(Material for this task)

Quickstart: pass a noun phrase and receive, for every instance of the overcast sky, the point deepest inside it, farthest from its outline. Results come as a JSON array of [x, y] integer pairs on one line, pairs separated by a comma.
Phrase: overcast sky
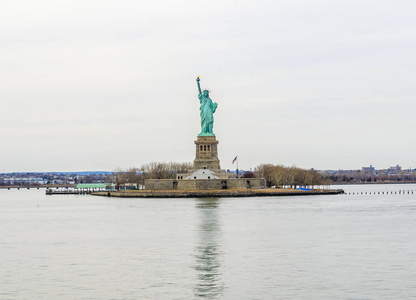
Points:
[[96, 85]]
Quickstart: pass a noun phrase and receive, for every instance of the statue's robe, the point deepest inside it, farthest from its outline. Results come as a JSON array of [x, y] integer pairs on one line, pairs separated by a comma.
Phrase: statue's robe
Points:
[[207, 110]]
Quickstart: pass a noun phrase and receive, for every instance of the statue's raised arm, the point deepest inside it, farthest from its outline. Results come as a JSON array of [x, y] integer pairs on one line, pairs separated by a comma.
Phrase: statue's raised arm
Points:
[[199, 87]]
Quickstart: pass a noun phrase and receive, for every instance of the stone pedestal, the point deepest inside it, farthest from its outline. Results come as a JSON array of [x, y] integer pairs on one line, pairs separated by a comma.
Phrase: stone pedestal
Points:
[[206, 153]]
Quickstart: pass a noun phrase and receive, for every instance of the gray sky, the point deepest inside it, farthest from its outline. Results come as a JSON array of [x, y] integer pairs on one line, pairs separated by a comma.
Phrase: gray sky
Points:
[[95, 85]]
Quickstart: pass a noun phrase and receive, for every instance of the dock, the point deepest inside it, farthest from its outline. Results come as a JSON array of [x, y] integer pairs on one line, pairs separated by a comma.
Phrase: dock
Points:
[[213, 193]]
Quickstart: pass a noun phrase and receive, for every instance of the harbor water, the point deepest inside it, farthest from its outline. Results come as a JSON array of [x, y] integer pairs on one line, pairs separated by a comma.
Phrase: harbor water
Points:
[[352, 246]]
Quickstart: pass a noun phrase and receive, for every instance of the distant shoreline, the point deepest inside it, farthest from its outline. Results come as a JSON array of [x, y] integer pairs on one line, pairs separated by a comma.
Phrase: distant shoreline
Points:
[[213, 193]]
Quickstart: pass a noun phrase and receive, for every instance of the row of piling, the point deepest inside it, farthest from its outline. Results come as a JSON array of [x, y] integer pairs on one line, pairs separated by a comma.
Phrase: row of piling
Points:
[[400, 192]]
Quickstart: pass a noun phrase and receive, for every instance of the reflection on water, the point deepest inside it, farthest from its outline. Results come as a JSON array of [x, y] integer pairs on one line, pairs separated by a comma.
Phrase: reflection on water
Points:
[[209, 282]]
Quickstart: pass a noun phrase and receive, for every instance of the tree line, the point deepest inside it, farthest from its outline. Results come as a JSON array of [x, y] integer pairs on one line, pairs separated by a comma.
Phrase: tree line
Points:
[[278, 175], [275, 175], [153, 170]]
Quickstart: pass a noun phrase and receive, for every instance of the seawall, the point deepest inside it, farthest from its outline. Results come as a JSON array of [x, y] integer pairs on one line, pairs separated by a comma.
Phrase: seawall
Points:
[[214, 193]]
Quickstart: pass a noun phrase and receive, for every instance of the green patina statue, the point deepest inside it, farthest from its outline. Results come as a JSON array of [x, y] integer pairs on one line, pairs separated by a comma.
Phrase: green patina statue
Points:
[[207, 109]]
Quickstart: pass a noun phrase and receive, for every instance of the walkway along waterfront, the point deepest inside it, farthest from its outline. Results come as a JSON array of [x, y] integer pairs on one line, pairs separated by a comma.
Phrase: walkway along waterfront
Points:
[[214, 193]]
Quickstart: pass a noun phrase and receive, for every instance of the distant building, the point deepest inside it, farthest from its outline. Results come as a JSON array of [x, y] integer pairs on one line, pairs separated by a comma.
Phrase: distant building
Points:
[[368, 169]]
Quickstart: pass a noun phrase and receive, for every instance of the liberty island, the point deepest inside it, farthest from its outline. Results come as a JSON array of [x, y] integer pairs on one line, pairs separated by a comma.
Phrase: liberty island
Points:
[[206, 178]]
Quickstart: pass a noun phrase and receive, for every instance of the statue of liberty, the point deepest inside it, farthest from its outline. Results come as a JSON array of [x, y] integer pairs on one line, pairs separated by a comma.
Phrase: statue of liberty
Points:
[[207, 110]]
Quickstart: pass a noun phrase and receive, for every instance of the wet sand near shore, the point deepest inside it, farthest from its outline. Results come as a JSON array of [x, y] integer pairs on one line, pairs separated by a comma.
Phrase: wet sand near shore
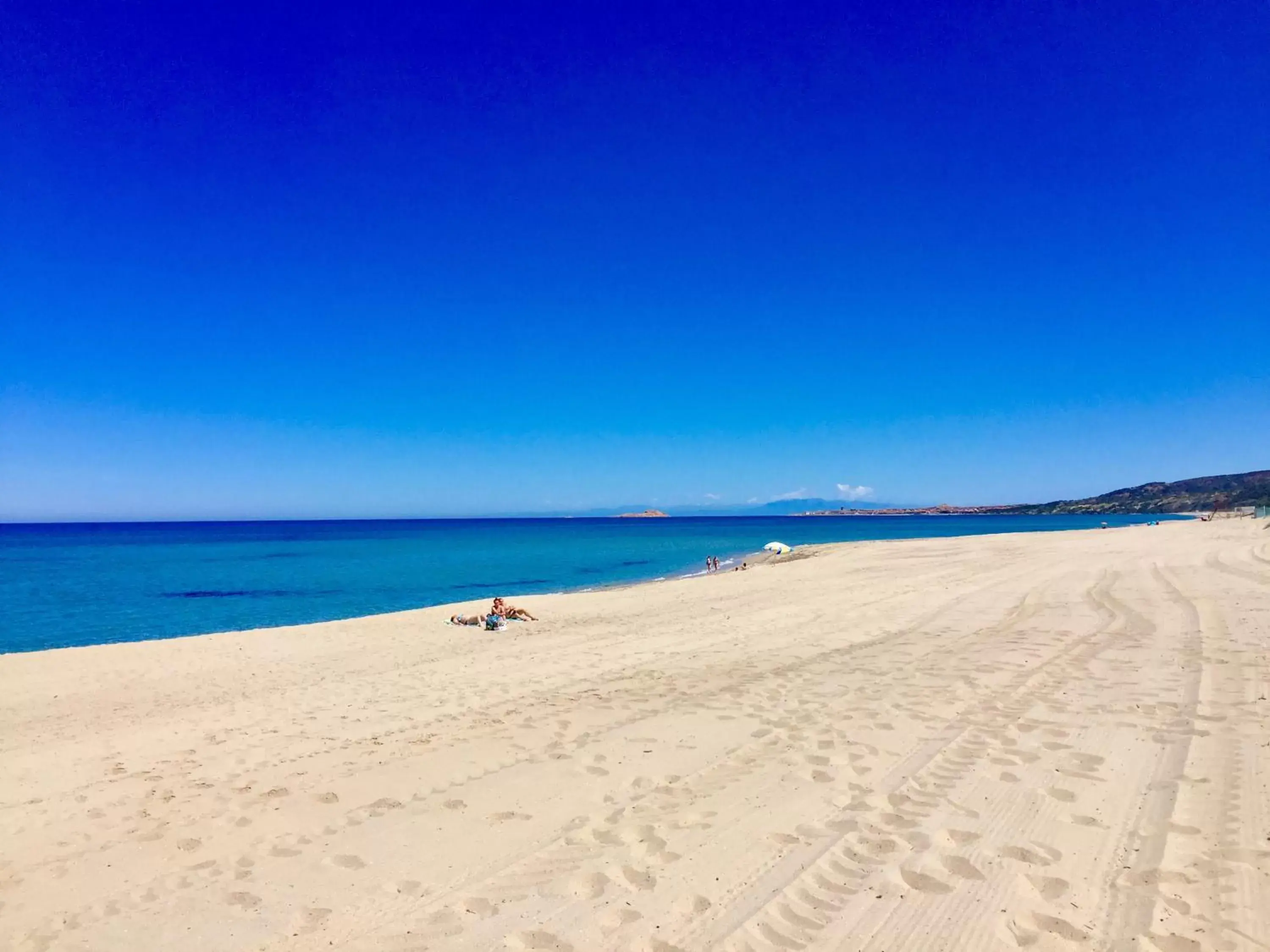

(End Material for this task)

Work to complete:
Set the records down again exactly as given, and leave the pictures out.

Problem solution:
Quickstart: pass a noun phrase and receive, for every instance of the overcast sky, the point deepest inside it, farthest from its outline. Results come as a JSON array of [x, y] integer pairs on one line, pairs separated by a comma.
Phrase: overcast sky
Points:
[[96, 85]]
Quickstart: pass a noun phrase and receive, for every instance of the statue's robe, the point deepest inside it, farthest from its outline. Results come as a JSON array of [x, y] integer pairs on one line, pairs separated by a comma.
Phrase: statue's robe
Points:
[[207, 110]]
Quickstart: pass a noun phrase and receive, for every instance of the statue's raised arm, the point deepest inside it, farthest from its outline. Results come as a JSON array of [x, y] integer pairs on one line, pairs separated by a comma.
Phrase: statue's raised arm
Points:
[[199, 87]]
Quickstart: pass a noun phrase and receive, for every instance of the stone pedestal, the point deepest inside it, farthest from its outline. Results come as a JSON array of [x, y] integer pairs on one line, pairs separated by a comma.
Phrase: stone pedestal
Points:
[[206, 153]]
Quickstart: pass a noun phrase and receive, for every instance of the gray sky, the point deepest inside it, farthest from its outline. Results come as a JSON array of [x, y] integer pairs on one line, pairs separated by a comma.
Phrase: gray sky
Points:
[[95, 85]]
Quickstart: pass a noun phrase and receive, for every instance of the dock, the point deepest inside it, farthest from its outline. Results come as a JSON array of [x, y] integer pairs on one line, pairs separated by a comma.
Phrase: dock
Points:
[[213, 193]]
Quickstart: pass a noun phrase and receive, for every instance of the harbor water, the point deepest inside it, farthest from its outline. Results come as a JSON array of [x, y] integer pairs on one line, pairs separated by a comma.
Phrase: harbor water
Points:
[[352, 246]]
Quickstart: pass a noun phrase and receive, for every instance of the distant shoreline, the point deepest inside it, farthest from its outline. Results come as a JSON array of [x, y] integer pairs on one line, pairs separated by a comma.
Phrase: distant shoreline
Points:
[[213, 193]]
Quickstart: pass a noun phrase and receive, for every instance of the row of piling, the point deepest inside it, farthest from its outline. Results come as a JSON array of [x, y] integer pairs on one line, pairs separated by a comma.
Phrase: row of piling
Points:
[[400, 192]]
Quickstart: pass a noun phrase and receive, for every instance of the reflection on water, the point deepest inside it, farthest from its outline. Results come as a JSON array of [x, y] integer pairs on one line, pairs separated by a comma.
Phrase: reflection on water
Points:
[[209, 282]]
Quickstart: pass a noun phrase and receive, for every instance of the tree line, the point deepest inside it, farthest from its outline. Results come as a JSON array of [x, y] integer pairs on one line, pairs separated by a comma.
Phrase: tree line
Points:
[[278, 175], [275, 175], [153, 170]]
Quickstart: pass a noun phrase and receive, for every instance of the seawall, the point deepest inside it, farthest from its outline. Results come as a JSON array of [x, y] integer pairs on one line, pairs separated by a comma.
Phrase: seawall
Points:
[[214, 193]]
Quickstart: pass a noun phrase and receive, for every instance of the green patina statue, the point deepest inside it, farthest from its outline. Results come as a JSON array of [x, y] integer pairs on one line, pairs separated by a comma.
Phrase: green patina statue
Points:
[[207, 109]]
Quickstart: pass a noun phrase and receive, for every instance of the walkway along waterfront, the point deepest inside it, farthest from its outline. Results come as a JSON array of [x, y] integer pairs on one line, pairs separated by a comma.
Phrase: walkway along waterfront
Points:
[[214, 193]]
Quickstart: pass a noun phrase and receive, for every instance of the distant building, the point deepest inside it, farthest from its outline. Results come as a JSON array of [x, y] integer pairs on one line, pairs separated by a comma.
Phrase: distant building
Points:
[[368, 169]]
Quickstart: pass a noun phrase and receive, for every instance of the liberty island, the point deepest inside it, farthest from its outline. Results come as a JSON array of [x, y] integer pairs on one line, pairs separated by a comma.
Phrase: liberty island
Points:
[[206, 178]]
Quickstart: pass a noun phrase and receive, for every instance of the statue of liberty, the point deepest inside it, farthest from its outline. Results come as a JSON array of [x, y] integer pairs on one line, pairs separated by a comma.
Phrase: statue of liberty
Points:
[[207, 110]]
Quickstart: pass a noun phrase and receive, for every instance of the wet sand near shore, the point deepest inside it, farthest from its outline. Results come as a JSON array of [x, y] integer pairs on one line, pairs separated by a comma.
Phrase: wet sand near shore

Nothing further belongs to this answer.